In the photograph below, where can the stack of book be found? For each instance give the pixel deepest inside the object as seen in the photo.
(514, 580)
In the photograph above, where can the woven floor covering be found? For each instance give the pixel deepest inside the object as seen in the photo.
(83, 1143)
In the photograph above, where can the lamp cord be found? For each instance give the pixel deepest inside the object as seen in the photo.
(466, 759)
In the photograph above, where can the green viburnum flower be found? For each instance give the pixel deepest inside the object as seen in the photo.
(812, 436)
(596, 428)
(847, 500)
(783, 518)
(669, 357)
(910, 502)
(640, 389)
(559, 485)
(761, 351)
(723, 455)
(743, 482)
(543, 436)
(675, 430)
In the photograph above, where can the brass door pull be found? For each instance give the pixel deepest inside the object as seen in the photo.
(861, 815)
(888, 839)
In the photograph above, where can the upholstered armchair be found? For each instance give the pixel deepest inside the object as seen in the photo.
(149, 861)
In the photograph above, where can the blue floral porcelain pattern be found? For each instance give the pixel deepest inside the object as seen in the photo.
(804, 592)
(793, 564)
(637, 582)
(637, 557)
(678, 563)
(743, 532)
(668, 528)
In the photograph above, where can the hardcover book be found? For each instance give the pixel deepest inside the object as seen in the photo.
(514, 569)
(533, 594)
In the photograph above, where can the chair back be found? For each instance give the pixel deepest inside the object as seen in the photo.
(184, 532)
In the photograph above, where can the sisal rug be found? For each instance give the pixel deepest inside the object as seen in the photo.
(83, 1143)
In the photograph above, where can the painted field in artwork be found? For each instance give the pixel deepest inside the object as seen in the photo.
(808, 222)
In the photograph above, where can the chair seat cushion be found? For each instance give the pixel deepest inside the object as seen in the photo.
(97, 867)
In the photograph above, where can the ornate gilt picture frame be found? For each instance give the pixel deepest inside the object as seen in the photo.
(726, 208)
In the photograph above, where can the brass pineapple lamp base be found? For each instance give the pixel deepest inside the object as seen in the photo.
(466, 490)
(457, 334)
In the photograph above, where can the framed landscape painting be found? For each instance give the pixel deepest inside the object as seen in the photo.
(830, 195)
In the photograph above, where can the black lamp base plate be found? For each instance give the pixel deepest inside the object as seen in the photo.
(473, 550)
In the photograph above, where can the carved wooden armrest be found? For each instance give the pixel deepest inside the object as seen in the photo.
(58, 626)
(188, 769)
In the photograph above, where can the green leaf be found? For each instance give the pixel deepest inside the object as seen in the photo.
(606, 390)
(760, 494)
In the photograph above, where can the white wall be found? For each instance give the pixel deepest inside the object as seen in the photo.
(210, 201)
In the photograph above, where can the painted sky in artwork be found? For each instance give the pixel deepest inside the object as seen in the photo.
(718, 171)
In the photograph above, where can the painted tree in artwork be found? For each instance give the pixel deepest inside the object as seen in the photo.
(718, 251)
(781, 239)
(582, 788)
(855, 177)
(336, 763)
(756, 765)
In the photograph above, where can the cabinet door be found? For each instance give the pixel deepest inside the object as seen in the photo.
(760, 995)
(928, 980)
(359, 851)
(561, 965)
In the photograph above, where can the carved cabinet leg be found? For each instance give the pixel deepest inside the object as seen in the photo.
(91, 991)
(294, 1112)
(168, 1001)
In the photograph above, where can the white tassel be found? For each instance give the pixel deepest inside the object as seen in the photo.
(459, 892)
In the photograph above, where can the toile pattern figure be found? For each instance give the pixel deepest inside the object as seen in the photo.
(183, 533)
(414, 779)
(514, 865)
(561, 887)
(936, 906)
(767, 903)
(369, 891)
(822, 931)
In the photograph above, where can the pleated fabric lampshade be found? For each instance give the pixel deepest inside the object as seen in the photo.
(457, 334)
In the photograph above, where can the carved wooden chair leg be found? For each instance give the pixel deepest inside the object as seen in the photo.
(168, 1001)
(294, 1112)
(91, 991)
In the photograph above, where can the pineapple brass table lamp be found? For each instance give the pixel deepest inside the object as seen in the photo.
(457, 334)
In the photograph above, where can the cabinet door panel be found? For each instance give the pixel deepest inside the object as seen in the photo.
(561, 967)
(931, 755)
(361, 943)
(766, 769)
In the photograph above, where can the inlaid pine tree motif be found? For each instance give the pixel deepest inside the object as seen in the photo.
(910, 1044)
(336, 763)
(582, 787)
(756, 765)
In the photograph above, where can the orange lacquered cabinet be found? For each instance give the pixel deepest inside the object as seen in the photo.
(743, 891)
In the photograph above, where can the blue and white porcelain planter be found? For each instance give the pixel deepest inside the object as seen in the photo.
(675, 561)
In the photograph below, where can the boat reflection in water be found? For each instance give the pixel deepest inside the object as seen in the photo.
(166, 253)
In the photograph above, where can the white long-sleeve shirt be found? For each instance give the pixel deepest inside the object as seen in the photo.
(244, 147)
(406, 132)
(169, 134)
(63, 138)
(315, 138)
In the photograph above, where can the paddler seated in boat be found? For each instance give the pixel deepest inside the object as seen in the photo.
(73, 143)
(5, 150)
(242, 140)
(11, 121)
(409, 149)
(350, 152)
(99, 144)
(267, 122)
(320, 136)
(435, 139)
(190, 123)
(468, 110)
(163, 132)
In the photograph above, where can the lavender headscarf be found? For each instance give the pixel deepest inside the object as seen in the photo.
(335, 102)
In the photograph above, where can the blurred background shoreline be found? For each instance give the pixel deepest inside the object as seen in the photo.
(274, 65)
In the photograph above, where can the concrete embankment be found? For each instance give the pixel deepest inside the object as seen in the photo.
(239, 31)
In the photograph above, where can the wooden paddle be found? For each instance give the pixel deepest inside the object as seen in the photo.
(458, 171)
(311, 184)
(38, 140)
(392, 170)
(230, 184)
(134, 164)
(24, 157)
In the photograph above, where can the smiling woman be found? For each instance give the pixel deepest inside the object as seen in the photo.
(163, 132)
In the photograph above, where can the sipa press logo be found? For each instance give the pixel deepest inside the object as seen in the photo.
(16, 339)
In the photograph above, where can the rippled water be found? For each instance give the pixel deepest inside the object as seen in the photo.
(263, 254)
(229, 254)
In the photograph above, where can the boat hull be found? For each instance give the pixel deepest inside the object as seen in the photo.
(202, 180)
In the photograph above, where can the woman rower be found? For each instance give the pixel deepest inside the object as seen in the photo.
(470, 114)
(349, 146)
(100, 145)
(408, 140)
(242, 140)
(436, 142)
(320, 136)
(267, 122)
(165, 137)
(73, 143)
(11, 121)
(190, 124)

**GIVEN PROBLEM**
Return unchanged every line of the listing above, from the line containing "In the photograph above, where can the woman" through the end of the listing.

**THE OUTPUT**
In the photograph above, where can the woman rower be found? For each instance give the pixel deepest inside the object as seen in the photo.
(470, 114)
(349, 146)
(100, 145)
(408, 140)
(242, 140)
(436, 142)
(320, 136)
(267, 122)
(165, 137)
(73, 143)
(11, 121)
(190, 124)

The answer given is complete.